── DATA ENTRIES ──

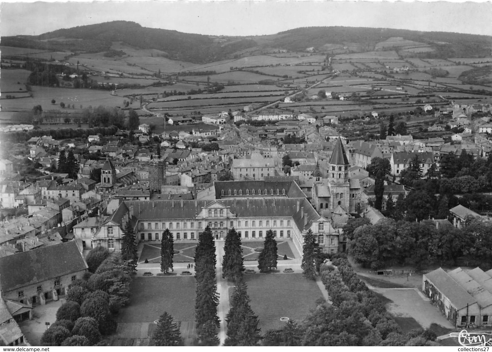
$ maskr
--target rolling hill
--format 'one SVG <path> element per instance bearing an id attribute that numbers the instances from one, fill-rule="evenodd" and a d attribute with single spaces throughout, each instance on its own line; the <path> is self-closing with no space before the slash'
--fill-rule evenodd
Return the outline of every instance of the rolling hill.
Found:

───

▶ [WORK INSTRUCTIONS]
Update the lines above by changing "rolling hill" to "sand dune" wherever it occurs, with everything else left as is. Omit the pictures from your answer.

▶ [TASK SOLUTION]
$ maskr
--target sand dune
--format 'one SVG <path> element per instance bearing an id attribute that numbers the instances from one, fill-rule="evenodd" and a d attribute with single spaces throughout, each instance on its own line; the <path> is self-closing with no space before the slash'
--fill-rule evenodd
Return the outline of every instance of the sand dune.
Found:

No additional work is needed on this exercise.